* BEGIN Page *
# Gold Piranha or Brandtii Piranha?



## GQatPSU69 (Nov 15, 2005)

I was wondering which piranha do you prefer between the Serrasalmus Spilopluera or Serrasalmus Brandtii. Which do u like better as far as looks, aggression, habits and behavior? What size do they normally reach in the home aquarium? I'm not sure which one I should go with and wanted to know what every one else thought or suggested.


----------



## Grosse Gurke (Jan 3, 2003)

I have a brandtii at around 9" or 10" and a spilo around 10"...to be honest...I cant really tell the difference between their aggression or behavior. Pretty much the same with all serrasalmus at that size ime.


----------



## 2PiRaNhA~2FuRrY (Nov 1, 2005)

Grosse Gurke said:


> I have a brandtii at around 9" or 10" and a spilo around 10"...to be honest...I cant really tell the difference between their aggression or behavior. Pretty much the same with all serrasalmus at that size ime.










i have to agreed with GG...it look pretty much the same, as for aggression it's up to indiviual fish itself.. both fish can be shy and skittish, and both fish can be aggressive.


----------



## Mr. Hannibal (Feb 21, 2003)
* END Page *
* BEGIN Stored rows *
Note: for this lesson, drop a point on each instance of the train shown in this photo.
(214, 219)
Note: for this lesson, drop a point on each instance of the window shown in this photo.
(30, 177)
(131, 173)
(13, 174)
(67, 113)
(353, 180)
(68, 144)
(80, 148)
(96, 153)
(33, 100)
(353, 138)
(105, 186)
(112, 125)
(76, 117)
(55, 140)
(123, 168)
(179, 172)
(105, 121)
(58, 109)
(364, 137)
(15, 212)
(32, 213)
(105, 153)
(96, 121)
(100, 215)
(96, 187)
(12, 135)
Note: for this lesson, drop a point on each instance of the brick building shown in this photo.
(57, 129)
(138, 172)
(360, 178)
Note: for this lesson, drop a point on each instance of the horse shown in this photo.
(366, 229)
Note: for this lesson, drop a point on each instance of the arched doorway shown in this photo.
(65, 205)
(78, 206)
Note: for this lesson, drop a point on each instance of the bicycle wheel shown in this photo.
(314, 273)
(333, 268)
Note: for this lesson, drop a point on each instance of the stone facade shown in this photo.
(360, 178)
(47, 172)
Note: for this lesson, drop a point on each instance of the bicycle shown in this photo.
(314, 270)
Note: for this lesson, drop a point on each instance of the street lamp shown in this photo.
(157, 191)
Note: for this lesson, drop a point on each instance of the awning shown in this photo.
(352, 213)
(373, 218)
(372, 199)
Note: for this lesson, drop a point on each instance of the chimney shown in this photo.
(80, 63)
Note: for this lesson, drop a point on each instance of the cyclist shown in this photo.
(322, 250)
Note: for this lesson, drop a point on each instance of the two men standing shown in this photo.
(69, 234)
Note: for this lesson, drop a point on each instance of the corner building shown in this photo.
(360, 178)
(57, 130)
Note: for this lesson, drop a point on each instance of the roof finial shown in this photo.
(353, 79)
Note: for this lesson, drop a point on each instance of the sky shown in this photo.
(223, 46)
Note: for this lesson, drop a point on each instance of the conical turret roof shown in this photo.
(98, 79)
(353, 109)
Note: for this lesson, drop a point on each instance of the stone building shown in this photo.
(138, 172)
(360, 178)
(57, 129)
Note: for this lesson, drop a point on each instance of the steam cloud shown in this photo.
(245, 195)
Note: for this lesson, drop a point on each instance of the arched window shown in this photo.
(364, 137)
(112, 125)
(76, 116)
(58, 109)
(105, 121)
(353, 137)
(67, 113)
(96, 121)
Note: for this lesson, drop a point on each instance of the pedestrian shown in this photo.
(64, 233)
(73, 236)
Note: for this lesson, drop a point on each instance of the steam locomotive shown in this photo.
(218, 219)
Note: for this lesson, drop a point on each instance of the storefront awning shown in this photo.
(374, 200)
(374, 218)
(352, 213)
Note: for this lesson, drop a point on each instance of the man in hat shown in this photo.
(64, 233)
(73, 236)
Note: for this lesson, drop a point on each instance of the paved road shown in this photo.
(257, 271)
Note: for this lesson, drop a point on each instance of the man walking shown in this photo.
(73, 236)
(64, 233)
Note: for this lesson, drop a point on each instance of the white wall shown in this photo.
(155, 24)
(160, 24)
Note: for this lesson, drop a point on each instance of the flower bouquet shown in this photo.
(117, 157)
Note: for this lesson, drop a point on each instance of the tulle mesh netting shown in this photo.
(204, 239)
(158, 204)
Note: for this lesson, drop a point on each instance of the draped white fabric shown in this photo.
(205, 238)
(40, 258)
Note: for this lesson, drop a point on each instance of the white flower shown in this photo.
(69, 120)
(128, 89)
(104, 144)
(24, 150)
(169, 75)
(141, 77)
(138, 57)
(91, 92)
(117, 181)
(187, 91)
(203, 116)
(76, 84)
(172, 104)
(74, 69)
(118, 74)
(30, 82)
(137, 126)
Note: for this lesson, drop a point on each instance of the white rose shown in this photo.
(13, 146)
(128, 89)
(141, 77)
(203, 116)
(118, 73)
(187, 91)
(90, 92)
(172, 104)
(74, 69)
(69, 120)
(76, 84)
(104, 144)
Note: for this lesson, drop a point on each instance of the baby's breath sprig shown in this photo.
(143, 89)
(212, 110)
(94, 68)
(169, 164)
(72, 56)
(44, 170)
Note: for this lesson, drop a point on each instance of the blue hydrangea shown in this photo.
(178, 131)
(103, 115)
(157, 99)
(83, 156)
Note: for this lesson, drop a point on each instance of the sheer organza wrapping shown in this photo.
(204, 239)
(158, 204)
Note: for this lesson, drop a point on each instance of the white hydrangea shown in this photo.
* END Stored rows *
> [What this exercise asks]:
1) Display every line of the records that contains the word "stone".
2) Resume the piranha thread from the point at which it stops.

> [Written responses]:
1)
Note: for this lesson, drop a point on each instance of the stone facade shown in this photo.
Note: for this lesson, drop a point on each instance of the stone building shown in this photo.

2)
IMO both fish are great looking. Aggression depends on the individual. Anyway personally i'd get the rarer Brandtii...







!


----------



## ESPMike (Mar 23, 2005)

I have a Brandtii Im very happy with. I like their unique look over other serras. As far as aggression it really depends on the fish, not the species, both both are still piranhas and in turn are going to be aggressive in one way or another.


----------



## taylorhedrich (Mar 2, 2005)

If you get 10 fish of each species they will all act differently. I would pick the Serrasalmus brandtii because of their very unique look out of all the Serras and their rarity. However, they are not available for purchase very often.
~Taylor~


----------



## RedSpilo (Mar 18, 2006)

Go with the gold...


----------



## Dr. Giggles (Oct 18, 2003)

Red Spilo said:


> Go with the gold...


They both can be gold :rasp: Anyways get whatever you can get your hands on. imo all serras


----------



## Tony P (May 15, 2006)

Given a choice, which is very limited in the UK i would like to own a gold spilo, opinion in the Uk is that Spilo,s r gold macs but i dont think so personally, going by some of the pics on this forum, and imformation related to them... BUT.....Brantii,s r very nice as r all serras

tony


----------



## Scrappy (Oct 21, 2004)

Bling, bling!


----------



## sprfunk (Dec 22, 2005)

bling bling lol! bradity for me too.


----------



## ZOSICK (May 25, 2005)

my S. MAC is mean as hell he never stops swiming and eats food befor it sinks more then 3inches
he is one of my fav. I have never had a brandtii 
so but for looks not for expected personality


----------



## Brace (Apr 19, 2004)

Brandtii are nice looking. It took a long time for mine to come out of it shell. Now it's really active. My mac is crazy though! It's super aggressive. They are both great. I never see brandtiis around much though.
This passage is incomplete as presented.